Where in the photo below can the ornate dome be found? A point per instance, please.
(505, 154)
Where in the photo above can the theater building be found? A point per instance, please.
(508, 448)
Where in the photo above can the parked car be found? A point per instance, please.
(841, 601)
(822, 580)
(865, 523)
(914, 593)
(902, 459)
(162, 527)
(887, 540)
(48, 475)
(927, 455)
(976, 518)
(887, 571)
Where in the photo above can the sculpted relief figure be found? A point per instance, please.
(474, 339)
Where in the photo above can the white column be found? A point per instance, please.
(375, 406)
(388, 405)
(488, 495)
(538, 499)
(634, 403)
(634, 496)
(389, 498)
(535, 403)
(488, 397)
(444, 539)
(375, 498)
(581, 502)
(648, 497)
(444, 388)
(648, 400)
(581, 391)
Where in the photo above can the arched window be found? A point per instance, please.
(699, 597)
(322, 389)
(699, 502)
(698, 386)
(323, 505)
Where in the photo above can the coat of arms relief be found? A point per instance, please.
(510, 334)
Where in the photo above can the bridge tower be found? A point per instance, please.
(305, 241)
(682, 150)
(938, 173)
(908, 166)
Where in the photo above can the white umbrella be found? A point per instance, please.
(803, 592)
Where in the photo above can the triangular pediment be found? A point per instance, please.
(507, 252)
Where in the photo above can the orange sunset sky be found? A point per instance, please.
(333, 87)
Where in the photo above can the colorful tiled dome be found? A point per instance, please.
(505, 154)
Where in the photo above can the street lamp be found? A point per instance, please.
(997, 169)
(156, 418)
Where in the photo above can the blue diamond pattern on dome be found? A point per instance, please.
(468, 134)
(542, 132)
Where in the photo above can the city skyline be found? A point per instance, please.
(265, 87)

## What to produce
Reproduce each line of the entries above from the one containing "Where in the photo above can the white umbrella" through the last, exactly, and no other line.

## Task output
Where in the photo above can the white umbrella be found? A point per instance, please.
(803, 592)
Where in the photo above can the triangular pediment be found? A point per instance, please.
(507, 252)
Where in the photo above can the orange sunset sky be found? A point per instance, please.
(333, 87)
Where in the photo above can the colorful tiled dome be found? A point per instance, please.
(505, 154)
Where in the photo above can the street lamp be found? A point per instance, please.
(997, 169)
(156, 418)
Where in the photo above can the blue diamond pattern on dome be found? A point per instance, please.
(468, 134)
(542, 132)
Where in the photo above can the city skyline be found? A point per instance, please.
(265, 87)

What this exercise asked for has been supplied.